— Begin Data shown —

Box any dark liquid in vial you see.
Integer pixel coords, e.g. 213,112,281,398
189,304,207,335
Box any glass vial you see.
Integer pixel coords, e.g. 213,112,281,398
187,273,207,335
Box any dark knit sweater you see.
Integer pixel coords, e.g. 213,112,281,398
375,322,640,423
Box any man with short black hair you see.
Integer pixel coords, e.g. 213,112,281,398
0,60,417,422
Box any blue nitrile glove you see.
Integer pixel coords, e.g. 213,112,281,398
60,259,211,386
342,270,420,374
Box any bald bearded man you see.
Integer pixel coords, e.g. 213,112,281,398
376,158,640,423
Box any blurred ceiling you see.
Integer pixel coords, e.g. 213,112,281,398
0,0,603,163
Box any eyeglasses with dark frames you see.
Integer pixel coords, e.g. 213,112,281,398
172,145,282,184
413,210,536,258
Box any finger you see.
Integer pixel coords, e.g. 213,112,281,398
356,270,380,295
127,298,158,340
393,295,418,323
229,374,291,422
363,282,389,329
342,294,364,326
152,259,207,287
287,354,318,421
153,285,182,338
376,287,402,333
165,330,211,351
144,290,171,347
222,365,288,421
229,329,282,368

— End Data shown —

__What the task asks__:
Arrange the items above as a two-column CSV with the header instruction,response and one row per item. Put the item's text in instruction and its answer in response, with each value enclosed in double quotes and any line breaks replaced by spaces.

__Written answer__:
instruction,response
"Box any dark liquid in vial you see. Integer pixel coords, e.g. 213,112,281,398","189,304,207,335"
"Box any glass vial you see. Integer pixel coords, e.g. 213,112,281,398","187,273,207,335"
"Box any dark knit sweater you see. Integer pixel coords, e.g. 213,112,281,398","375,322,640,423"
"Box any man with short black hair you see. Integer pixel coords, e.g. 213,112,281,398","0,60,417,422"
"Box any blue nitrile glove you see. Integer pixel coords, e.g. 213,112,281,398","60,259,211,386 342,270,420,374"
"Box any bald bearded man you see. Integer pixel coords, e.g. 213,112,281,398","376,158,640,423"
"Box any blurred ceiling you see. Integer pixel coords, e.g. 213,112,281,398","0,0,603,163"
"Box any eyeglasses with dark frames you see. Integer pixel coords, e.g. 213,112,281,398","172,145,282,184 413,210,536,258"
"Box any finger you see. Integer pixel coords, e.g. 213,112,281,398","356,270,380,295 127,298,158,340 393,295,418,323 229,374,291,422 363,282,389,329 342,294,364,326 152,259,207,287 287,354,318,421 153,285,182,338 376,287,402,333 165,330,211,351 144,290,171,347 222,365,288,421 229,329,282,368"